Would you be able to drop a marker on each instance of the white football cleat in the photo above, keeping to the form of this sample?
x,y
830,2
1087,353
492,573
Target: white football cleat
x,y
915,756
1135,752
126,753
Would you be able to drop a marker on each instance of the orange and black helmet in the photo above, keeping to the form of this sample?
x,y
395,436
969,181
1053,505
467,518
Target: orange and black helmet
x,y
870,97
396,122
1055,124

════════

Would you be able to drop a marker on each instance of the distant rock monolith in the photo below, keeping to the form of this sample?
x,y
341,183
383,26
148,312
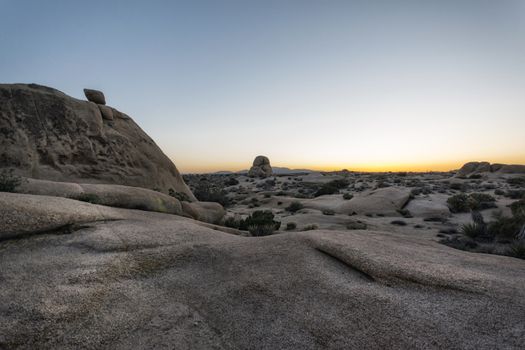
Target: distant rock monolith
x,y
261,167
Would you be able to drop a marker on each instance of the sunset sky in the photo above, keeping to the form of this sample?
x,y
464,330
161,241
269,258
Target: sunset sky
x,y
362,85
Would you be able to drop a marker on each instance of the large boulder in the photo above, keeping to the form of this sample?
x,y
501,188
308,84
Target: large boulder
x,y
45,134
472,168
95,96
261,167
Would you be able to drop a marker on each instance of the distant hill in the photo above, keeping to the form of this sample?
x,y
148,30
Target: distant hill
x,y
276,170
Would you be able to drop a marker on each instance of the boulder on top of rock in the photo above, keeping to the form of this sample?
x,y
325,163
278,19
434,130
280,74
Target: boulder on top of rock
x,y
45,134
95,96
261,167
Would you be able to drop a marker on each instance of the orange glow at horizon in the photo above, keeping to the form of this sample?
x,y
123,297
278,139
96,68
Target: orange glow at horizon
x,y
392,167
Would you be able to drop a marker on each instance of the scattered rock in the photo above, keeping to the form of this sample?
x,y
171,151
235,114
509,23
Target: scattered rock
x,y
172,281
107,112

════════

• **AIM OF THE TASK**:
Find every line in the entries above that contains the word "horizon", treating uppercase and lowercase as different, and copy each of those lines.

• **FULL SOLUTION**:
Would you be able to drop a marker on each instance of the orange glow at horizon in the photo above, keeping to the form of this sample?
Target: orange glow at horizon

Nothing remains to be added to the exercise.